**TASK REQUIREMENTS:**
• 1. From the passage on coral reef sediment, name every kind of organism it gives as forming sediment directly through infaunal CaCO₃ production.
• 2. What global reef area do the production and accumulation values in the passage on coral reef sediment assume?
• 3. Proceed with the passage on coral reef sediment, picking up after its final sentence.

**TEXT EXTRACT:**
--
Lateral growth of coral reefs is due to high rates of calcification on the fore reef that generate a constant supply of CaCO₃ material, which is eventually broken down and transported reefward in the direction of the prevailing wind, waves and currents^{19, 20} (Fig. 2). This transported CaCO₃ is then subjected to further breakdown processes, leading to the formation of shallow reef habitats (for example, reef flats and lagoons) as sediment accumulates during times of stationary or low sea-level rise (SLR)^{21, 22}. Besides production via the breakdown and transport of the coral reef framework, sediment can also be formed directly through infaunal CaCO₃ production by organisms such as foraminifera, coralline algae and molluscs^{23, 24}. Once produced, this sediment can be stored within the coral reef ecosystem, lost through dissolution or transported offshore, where it either accumulates as sand banks or beach faces, or is deposited in the deep sea^{7, 25}. Within reef flats and lagoons, sediment can be focused by currents and wave patterns, leading to the formation of low-lying land structures called sand or coral cays²⁶. Therefore, it is important to address how OA will affect all processes (for example, CaCO₃ production, dissolution (including bioerosion) and transport) that lead to the formation of reef habitat, both below and above the high tide mark.

Global production and accumulation values assume a global reef area of 0.6 × 10⁶ km² and all values are in ×10⁹ t CaCO₃ yr⁻¹. A previous study³¹ estimated that loss due to dissolution and offshore transport combined was ~20% of production (0.2 × 10⁹ t CaCO₃ yr⁻¹); however, measured values were not used to constrain this estimate. When the range of conservative net daily CaCO₃ dissolution rates for sediments (0.09–0.50 kg m⁻² yr⁻¹; Table 1) are extrapolated to the global reef area (0.05 × 10⁹–3.0 × 10⁹ t CaCO₃ yr⁻¹) they could account for up to 167% of the total loss term estimated by this previous study³¹. Values for offshore transport were estimated based on the difference between the loss term estimated in ref. 31 and the conservative dissolution rates. Photo by Christian Wild; adapted with permission from ref. 65, © 2008 by the Association for the Sciences of Limnology and Oceanography, Inc.
--
**DATASET SECTION:**
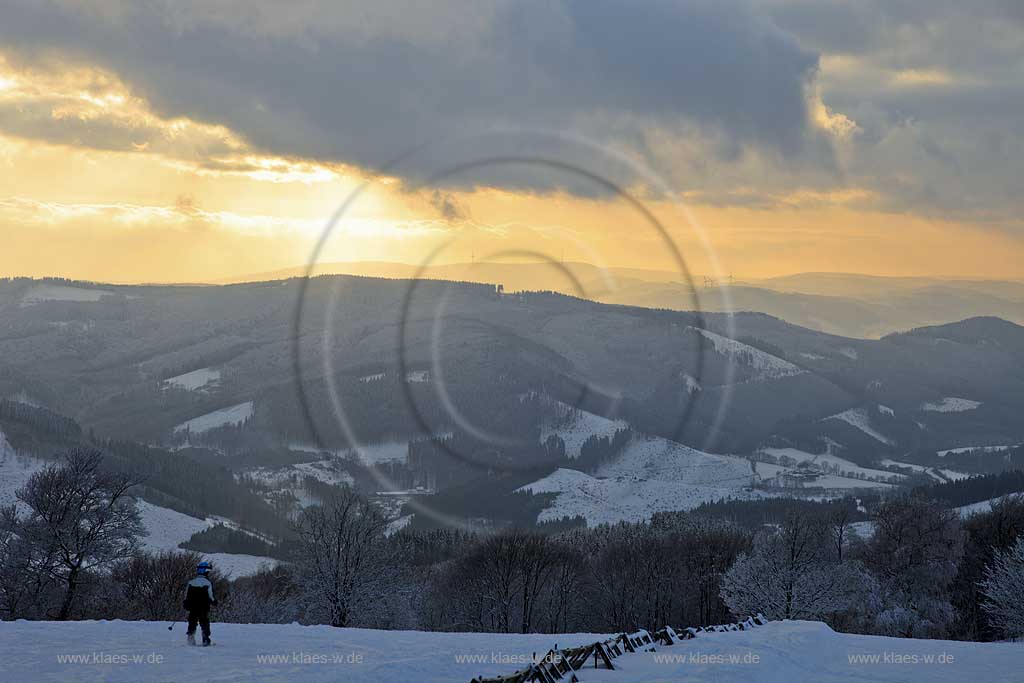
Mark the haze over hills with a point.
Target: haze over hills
(853, 305)
(467, 395)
--
**TASK-BY-TASK RESULTS:**
• 1. Foraminifera, coralline algae, molluscs

• 2. 0.6 × 10⁶ km²

• 3.
Studies investigating the calcification responses of whole coral reef communities to OA have generally shown a much stronger response and sensitivity to changes in the aragonite saturation state (Ω_Ar) than studies of individual organisms (see, for example, refs 6,37,38). On average, community calcification is predicted to decrease by 60% per unit decrease in Ω_Ar, but estimates range from 10 to >100%, that is, net dissolution^{39, 40}. The greater sensitivity is most likely the result of the combined effect of decreasing organism calcification rates and increasing CaCO₃ dissolution rates in sediments and microenvironments^{10, 38}. Evidence of net CaCO₃ dissolution is commonly observed at night in the water column in many coral reef environments^{40, 41, 42} and at any time in carbonate sediment pore waters owing to the metabolic processes driving dissolution^{43, 44}.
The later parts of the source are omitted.